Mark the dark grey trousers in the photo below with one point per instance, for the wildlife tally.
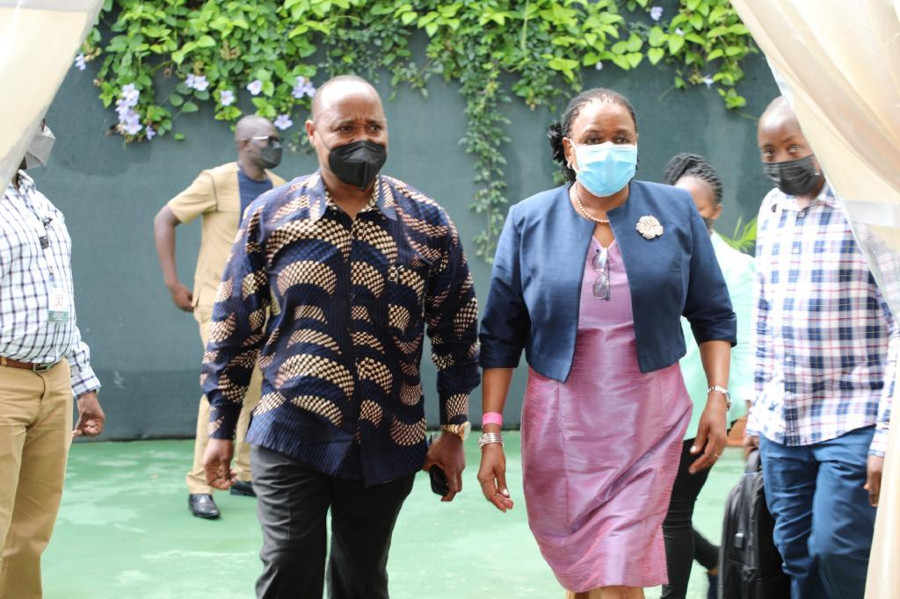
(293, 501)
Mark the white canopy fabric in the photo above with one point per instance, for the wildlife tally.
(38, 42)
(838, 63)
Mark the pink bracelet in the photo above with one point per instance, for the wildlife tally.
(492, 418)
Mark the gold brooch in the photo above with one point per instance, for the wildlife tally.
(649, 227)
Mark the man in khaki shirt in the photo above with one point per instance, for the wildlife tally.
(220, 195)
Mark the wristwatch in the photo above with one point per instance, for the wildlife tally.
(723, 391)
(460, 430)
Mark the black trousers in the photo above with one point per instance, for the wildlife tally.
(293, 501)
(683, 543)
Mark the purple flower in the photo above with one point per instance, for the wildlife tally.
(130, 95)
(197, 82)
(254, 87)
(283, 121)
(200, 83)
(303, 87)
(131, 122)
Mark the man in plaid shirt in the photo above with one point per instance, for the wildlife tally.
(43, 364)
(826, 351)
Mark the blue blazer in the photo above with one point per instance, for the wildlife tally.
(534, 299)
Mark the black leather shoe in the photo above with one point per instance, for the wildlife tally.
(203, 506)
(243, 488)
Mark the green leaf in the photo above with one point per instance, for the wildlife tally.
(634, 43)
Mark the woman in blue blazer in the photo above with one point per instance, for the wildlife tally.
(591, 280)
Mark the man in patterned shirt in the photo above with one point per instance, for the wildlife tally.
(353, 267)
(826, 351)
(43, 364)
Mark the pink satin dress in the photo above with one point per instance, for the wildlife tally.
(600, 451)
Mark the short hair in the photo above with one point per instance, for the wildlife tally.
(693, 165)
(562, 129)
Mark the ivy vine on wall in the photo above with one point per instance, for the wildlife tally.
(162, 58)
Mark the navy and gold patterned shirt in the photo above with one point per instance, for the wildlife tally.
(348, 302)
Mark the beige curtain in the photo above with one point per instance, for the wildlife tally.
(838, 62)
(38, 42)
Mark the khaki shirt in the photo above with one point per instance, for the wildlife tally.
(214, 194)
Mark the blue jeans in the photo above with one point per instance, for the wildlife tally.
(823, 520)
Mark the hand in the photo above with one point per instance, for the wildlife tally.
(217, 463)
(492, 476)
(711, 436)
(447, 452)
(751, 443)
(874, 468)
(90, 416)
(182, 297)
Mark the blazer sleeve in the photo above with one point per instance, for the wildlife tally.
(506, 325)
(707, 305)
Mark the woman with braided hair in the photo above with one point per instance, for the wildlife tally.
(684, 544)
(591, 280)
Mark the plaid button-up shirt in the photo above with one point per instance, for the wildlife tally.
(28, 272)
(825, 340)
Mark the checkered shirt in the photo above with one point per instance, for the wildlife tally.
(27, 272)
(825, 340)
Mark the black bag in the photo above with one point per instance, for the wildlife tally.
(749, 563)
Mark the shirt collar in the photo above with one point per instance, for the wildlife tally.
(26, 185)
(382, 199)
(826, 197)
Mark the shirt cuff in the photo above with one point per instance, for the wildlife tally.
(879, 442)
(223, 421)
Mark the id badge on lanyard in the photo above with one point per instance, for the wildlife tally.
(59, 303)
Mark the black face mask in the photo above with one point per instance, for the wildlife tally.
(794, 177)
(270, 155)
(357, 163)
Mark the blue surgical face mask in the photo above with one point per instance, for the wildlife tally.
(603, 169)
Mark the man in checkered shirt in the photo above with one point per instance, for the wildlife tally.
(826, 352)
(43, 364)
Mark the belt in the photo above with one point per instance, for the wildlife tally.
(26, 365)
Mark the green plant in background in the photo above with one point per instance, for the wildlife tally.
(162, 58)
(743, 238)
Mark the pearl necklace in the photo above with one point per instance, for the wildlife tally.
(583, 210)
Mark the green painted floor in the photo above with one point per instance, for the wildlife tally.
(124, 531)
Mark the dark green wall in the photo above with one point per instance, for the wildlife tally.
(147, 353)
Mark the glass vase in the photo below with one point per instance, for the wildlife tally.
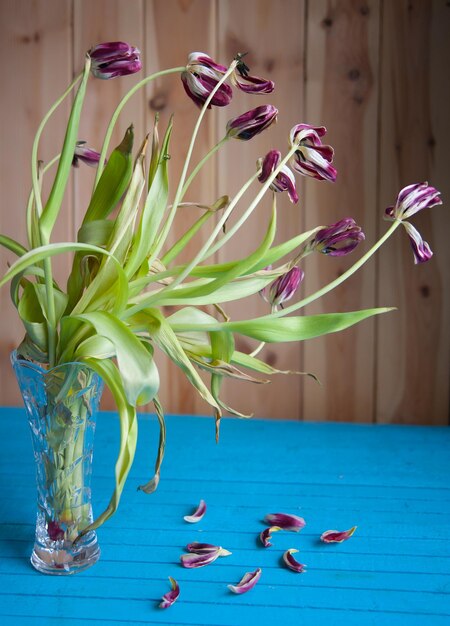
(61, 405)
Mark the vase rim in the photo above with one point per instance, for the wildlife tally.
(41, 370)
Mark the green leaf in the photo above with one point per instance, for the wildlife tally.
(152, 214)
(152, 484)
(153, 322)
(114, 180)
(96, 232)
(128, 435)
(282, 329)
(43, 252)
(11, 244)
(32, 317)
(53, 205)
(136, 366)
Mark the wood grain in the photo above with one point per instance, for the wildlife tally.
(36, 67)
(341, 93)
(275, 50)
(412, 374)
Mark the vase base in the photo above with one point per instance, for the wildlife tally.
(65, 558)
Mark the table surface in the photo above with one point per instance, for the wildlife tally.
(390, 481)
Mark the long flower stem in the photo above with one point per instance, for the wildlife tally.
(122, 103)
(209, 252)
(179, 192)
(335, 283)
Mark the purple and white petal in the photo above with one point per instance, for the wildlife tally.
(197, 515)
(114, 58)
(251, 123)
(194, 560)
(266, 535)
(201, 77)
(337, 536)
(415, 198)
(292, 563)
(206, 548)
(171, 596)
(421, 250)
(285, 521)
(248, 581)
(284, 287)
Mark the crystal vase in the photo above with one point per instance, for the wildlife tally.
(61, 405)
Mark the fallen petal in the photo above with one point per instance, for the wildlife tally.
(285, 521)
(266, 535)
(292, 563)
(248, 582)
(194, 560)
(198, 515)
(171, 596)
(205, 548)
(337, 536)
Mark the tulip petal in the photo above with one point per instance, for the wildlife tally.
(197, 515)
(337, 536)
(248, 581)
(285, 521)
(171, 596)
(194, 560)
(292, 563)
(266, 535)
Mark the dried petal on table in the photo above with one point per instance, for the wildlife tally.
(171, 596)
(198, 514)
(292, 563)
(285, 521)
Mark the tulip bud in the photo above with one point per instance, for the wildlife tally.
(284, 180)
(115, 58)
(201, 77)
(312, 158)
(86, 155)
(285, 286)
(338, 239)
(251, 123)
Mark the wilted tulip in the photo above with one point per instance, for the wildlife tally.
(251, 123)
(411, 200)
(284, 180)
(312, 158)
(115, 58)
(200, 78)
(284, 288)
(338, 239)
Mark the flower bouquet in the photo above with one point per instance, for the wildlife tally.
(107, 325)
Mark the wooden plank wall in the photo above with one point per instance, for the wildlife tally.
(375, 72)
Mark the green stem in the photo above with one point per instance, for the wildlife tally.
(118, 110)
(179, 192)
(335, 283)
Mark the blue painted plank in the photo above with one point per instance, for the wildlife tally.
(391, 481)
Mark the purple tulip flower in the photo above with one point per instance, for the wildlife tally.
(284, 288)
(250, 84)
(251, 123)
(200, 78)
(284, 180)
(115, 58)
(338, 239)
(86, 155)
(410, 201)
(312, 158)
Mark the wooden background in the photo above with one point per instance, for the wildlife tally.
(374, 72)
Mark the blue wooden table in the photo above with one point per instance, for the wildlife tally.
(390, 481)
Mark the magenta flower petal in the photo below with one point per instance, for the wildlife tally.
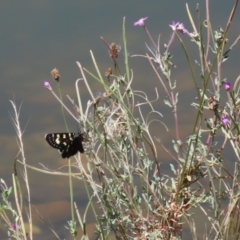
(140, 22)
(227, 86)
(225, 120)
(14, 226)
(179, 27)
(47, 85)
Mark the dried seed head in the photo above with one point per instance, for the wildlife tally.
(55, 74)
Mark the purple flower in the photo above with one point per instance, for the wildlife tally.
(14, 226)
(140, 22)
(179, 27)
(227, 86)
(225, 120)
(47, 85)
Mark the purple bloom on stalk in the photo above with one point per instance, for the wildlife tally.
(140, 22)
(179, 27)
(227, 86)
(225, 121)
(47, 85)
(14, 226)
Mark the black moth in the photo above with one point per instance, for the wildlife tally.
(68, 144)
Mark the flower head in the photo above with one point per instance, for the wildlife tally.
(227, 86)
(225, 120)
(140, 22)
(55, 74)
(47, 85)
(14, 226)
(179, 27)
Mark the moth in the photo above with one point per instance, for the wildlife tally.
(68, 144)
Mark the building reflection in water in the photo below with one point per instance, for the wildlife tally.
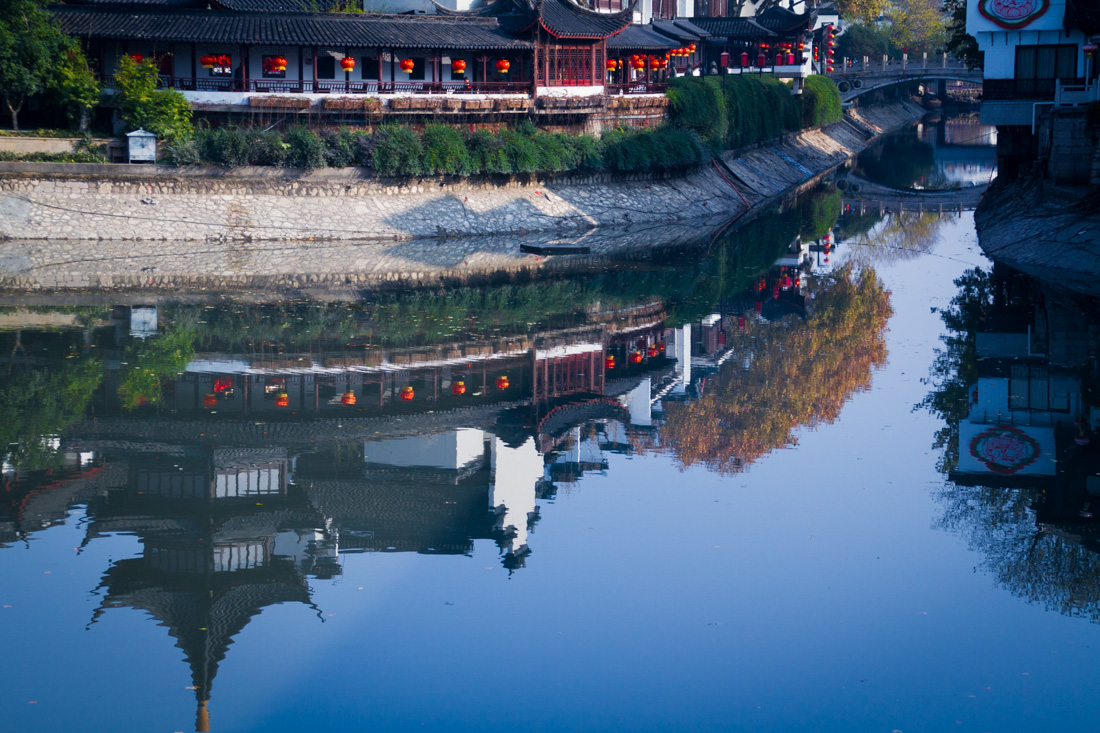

- Exercise requirements -
Quote all the records verbatim, dropping any pictures from your copy.

- Problem solution -
Mark the dark grey trousers in the photo below with one point per instance, for the wildlife tally.
(293, 501)
Mark the white canopy fabric in the photo above with one point per instance, for the wildlife tally.
(38, 42)
(838, 63)
Mark the pink bracelet in the photo above with one point per instance, for the wildlife tally.
(492, 418)
Mark the gold brooch in the photo above with one point per instance, for the wildlife tally.
(649, 227)
Mark the man in khaki shirt in the photo above with one point per instance, for the wildlife tally.
(220, 195)
Mark the wristwatch in the photo above with one point per instance, for the wildlife tally.
(723, 391)
(460, 430)
Mark the black trousers in the photo above with one point per instance, for the wildlife tally.
(293, 501)
(683, 543)
Mark the purple flower in the photo above with one point per instance, for the wildlife tally.
(130, 95)
(197, 82)
(254, 87)
(283, 121)
(200, 83)
(303, 87)
(131, 122)
Mark the man in plaid shirt in the photo above with one point per instance, for the wildlife tally.
(43, 364)
(826, 351)
Mark the blue blazer in the photo above with one point per instance, for the wildlife tally.
(534, 299)
Mark the black leather shoe in the photo above with one point per instance, for the wildlife tally.
(203, 506)
(243, 488)
Mark the green leaf in the photo above with one point per instance, for the wildlife tally.
(634, 43)
Mark the woman in blue blazer in the photo above with one point per instance, for the wildlife tally.
(591, 280)
Mark the man in patterned shirt in the photo above with one point per instance, for the wildlife tally.
(353, 267)
(826, 351)
(43, 364)
Mark the pink satin dress in the photo above with one point per instance, for the wildlife tally.
(600, 451)
Mark the short hair in the photo above with one point per instance, for the wildlife tally.
(693, 165)
(562, 129)
Mark the ivy vine on wall in the photo above with one point per instance, for the wildlife tally.
(162, 58)
Mark the navy and gold patterned shirt in the photo above with one point per instance, for the wildlife tally.
(348, 302)
Mark the beige curtain in the photo above with one point per instance, for the wildlife tally.
(838, 62)
(38, 42)
Mark the khaki shirt in the photo above with one point per instance, for the wildlife tally.
(214, 194)
Mark the blue jeans in the photo above with one point per instance, for the wildlife tally.
(823, 520)
Mark the hand in the photo above with one point per instance, for the wildlife tally.
(217, 463)
(492, 476)
(711, 436)
(447, 452)
(751, 443)
(874, 468)
(90, 416)
(182, 297)
Mark the blazer sleeve in the photo above with one point per instance, for the wildlife tally.
(506, 325)
(707, 305)
Mark the woman with braided hair in the photo above with one point per instance, for the wildlife tally.
(684, 544)
(591, 280)
Mark the plaid button-up shirt in the photo above with one point per instance, for the wildlife tally.
(28, 272)
(825, 340)
Mark the checkered shirt in the photo above with one point per instance, for the wildlife tally.
(27, 272)
(825, 340)
Mark the black bag in the photo above with one point per instance, for the wildlife tally.
(749, 563)
Mark the shirt collar in the photo above with one point per instance, for the wildlife tally.
(26, 185)
(382, 199)
(826, 197)
Mark the shirt cuff in the photo above with one point per instance, for the wildlife tally.
(879, 442)
(223, 421)
Mark the id badge on lanyard in the photo above with one point per instance, for the wildlife tally.
(59, 303)
Mark the black face mask in the photo above with one point per instance, for the wildlife tally.
(794, 177)
(270, 155)
(357, 163)
Mark the blue surgical face mask in the photo above with one point per instance, for the wildlife tally.
(603, 169)
Mark the man in checkered shirt in the photo above with one point per instance, for the wildlife tally.
(826, 352)
(43, 364)
Mark the belt in the photo above with one point per instance, for the wildlife tally.
(26, 365)
Mark the green plant in background in the photo above with one point per instance, for the wildlife tally.
(162, 58)
(743, 238)
Mark the pearl necklace in the photo above with one point per instance, for the wildlife tally.
(583, 210)
Mark the green painted floor in the photo above with one point per instance, for the wildlife tally.
(124, 531)
Mark the dark green wall in the photo above with one point per instance, for the wildlife tally.
(147, 353)
Mark the glass vase in the photo below with one point per instance, for the wildlife tally.
(61, 405)
Mark the vase rim in the photo above with one point per instance, for the wildlife tally.
(41, 370)
Mark the green leaf in the photo above with one point per instance, for the wildlife tally.
(152, 214)
(152, 484)
(153, 322)
(114, 180)
(96, 232)
(128, 435)
(282, 329)
(43, 252)
(11, 244)
(32, 317)
(53, 205)
(136, 366)
Mark the wood grain in the photo above with one point per instance, for the wildlife tally.
(36, 67)
(341, 93)
(275, 50)
(412, 374)
Mark the vase base in the photo above with one point per instance, for the wildlife tally.
(65, 558)
Mark the table surface in the photo above with one point per instance, for the wildlife tally.
(390, 481)
Mark the long flower stem in the photo above with one point per instance, for the wildlife tally.
(122, 103)
(209, 252)
(179, 192)
(335, 283)
Mark the purple and white petal in the photo above with one point per instance, for the wildlife tally.
(197, 515)
(114, 58)
(251, 123)
(194, 560)
(266, 535)
(201, 77)
(337, 536)
(415, 198)
(292, 563)
(206, 548)
(171, 596)
(421, 250)
(285, 521)
(248, 581)
(284, 287)
Mark the crystal vase in the photo above with one point per instance, for the wildlife tally.
(61, 405)
Mark the fallen petal in the photo above with one point per instance, for the wildlife tally.
(285, 521)
(266, 535)
(292, 563)
(248, 582)
(194, 560)
(198, 515)
(171, 596)
(205, 548)
(337, 536)
Mark the tulip petal in the photo above with one point per instance, for the wildlife tally.
(197, 515)
(337, 536)
(248, 581)
(285, 521)
(171, 596)
(194, 560)
(292, 563)
(266, 535)
Mark the dried petal on table in the photo above with one point per instance, for the wildlife tally.
(171, 596)
(198, 514)
(292, 563)
(285, 521)
Mark the tulip bud in the photo above with one point per instance, for the wildlife tally.
(284, 180)
(115, 58)
(201, 77)
(312, 158)
(86, 155)
(285, 286)
(338, 239)
(251, 123)
Mark the wilted tulip in the photo above with one point per instance, for the wildlife tally.
(251, 123)
(411, 200)
(284, 180)
(312, 158)
(115, 58)
(200, 78)
(284, 288)
(338, 239)
Mark the flower bouquet in the photo above with one point per instance, for the wildlife tally.
(107, 325)
Mark the wooden plank wall in the photo above with one point per instance, for the wildlife tally.
(375, 72)
Mark the green stem in the photo above with one point per instance, for the wildlife tally.
(118, 110)
(179, 192)
(335, 283)
Mark the blue painted plank in the photo above with one point per instance, for the wildlife tally.
(391, 481)
Mark the purple tulip flower in the photo above with one point per instance, for the wildlife tally.
(284, 288)
(250, 84)
(251, 123)
(200, 78)
(284, 180)
(115, 58)
(338, 239)
(86, 155)
(410, 201)
(312, 158)
Mark the wooden background in the photo above with one point per instance, for the wildlife tally.
(374, 72)
Mark the blue wooden table in the photo above with one point per instance, for the wildlife tally.
(390, 481)
Mark the magenta flower petal in the photo below with one point per instance, for the wildlife tally.
(140, 22)
(227, 86)
(225, 120)
(14, 226)
(179, 27)
(47, 85)
Mark the dried seed head in the photo above with one point per instance, for the wildlife tally.
(55, 74)
Mark the purple flower in the photo above with one point per instance, for the wildlife tally.
(14, 226)
(140, 22)
(179, 27)
(227, 86)
(225, 120)
(47, 85)
Mark the purple bloom on stalk in the photo above with one point per instance, for the wildlife tally.
(140, 22)
(179, 27)
(227, 86)
(225, 121)
(47, 85)
(14, 226)
Mark the black moth in the photo above with one point per instance, for the wildlife tally.
(68, 144)
Mark the flower head in the photo above with one point per instance, for the wildlife tally.
(227, 86)
(225, 120)
(140, 22)
(55, 74)
(47, 85)
(14, 226)
(179, 27)
Mark the moth in the photo above with one point per instance, for the wildlife tally.
(68, 144)
Mark the building reflection in water in the photo below with one point per instance, for the wildlife tally.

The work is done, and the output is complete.